**Job:** Rewrite the material from the line holding "of the railway" through the end, inclusive, renaming "railway track" to "rail line". Leave everything else in those lines unchanged.

## START Data for this exercise

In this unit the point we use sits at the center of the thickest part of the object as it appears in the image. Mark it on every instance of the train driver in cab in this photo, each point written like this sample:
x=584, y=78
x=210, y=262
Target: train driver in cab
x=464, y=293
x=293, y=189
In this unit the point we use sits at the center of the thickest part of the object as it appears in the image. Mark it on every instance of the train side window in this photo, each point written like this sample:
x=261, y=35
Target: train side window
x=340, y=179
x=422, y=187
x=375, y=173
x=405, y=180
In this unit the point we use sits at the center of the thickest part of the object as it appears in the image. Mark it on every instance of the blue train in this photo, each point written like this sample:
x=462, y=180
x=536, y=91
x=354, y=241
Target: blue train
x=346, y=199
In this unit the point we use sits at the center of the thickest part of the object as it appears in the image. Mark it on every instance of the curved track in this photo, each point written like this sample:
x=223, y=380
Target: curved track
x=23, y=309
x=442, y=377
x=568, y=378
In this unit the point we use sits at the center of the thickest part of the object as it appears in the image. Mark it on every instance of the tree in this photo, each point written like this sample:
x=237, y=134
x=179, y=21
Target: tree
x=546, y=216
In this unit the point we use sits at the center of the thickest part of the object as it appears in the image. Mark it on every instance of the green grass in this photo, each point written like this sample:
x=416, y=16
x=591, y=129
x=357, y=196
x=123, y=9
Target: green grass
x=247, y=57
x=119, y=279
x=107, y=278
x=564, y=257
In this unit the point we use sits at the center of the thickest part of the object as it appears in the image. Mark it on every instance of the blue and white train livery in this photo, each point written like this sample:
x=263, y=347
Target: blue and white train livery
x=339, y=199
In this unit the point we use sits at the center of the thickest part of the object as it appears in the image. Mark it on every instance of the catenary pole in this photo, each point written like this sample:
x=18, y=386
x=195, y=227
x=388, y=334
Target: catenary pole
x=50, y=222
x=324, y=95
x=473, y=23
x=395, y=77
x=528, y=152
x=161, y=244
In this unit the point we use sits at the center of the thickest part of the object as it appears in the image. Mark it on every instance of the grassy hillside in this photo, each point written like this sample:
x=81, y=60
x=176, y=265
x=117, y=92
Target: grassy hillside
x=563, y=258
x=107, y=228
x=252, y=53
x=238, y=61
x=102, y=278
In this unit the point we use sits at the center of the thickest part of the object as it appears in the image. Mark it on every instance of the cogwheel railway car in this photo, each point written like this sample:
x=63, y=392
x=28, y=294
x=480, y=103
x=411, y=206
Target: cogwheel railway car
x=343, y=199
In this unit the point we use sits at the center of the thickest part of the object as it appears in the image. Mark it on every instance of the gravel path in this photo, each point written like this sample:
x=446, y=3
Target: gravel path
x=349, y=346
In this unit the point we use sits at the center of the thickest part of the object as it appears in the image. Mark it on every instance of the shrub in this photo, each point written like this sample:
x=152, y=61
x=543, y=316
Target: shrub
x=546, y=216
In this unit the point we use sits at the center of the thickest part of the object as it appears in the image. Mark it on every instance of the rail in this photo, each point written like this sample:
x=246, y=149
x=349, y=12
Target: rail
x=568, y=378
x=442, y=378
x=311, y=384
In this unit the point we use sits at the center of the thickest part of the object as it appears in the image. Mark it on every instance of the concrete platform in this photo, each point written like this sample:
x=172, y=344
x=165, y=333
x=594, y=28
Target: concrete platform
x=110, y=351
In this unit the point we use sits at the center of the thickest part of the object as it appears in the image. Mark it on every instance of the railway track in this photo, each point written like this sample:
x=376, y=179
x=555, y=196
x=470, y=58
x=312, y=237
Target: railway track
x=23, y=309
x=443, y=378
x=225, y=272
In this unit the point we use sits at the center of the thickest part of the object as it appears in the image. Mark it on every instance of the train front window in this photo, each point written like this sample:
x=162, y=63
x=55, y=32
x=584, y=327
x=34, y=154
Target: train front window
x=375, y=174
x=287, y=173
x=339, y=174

## END Data for this exercise

**Answer to the task:**
In this unit the point we use sits at the center of the thickest part of the object as it appears in the image. Mark it on every instance of the rail line in this photo, each point written like this sample:
x=376, y=179
x=555, y=196
x=470, y=58
x=312, y=237
Target: rail line
x=23, y=309
x=443, y=378
x=225, y=272
In this unit the point we use sits at the center of the thickest part of the object as it appears in the image. Mark it on every instance of the train front window in this photo, each point written like this sample:
x=162, y=63
x=55, y=32
x=584, y=327
x=34, y=154
Target: train front window
x=375, y=174
x=287, y=173
x=339, y=174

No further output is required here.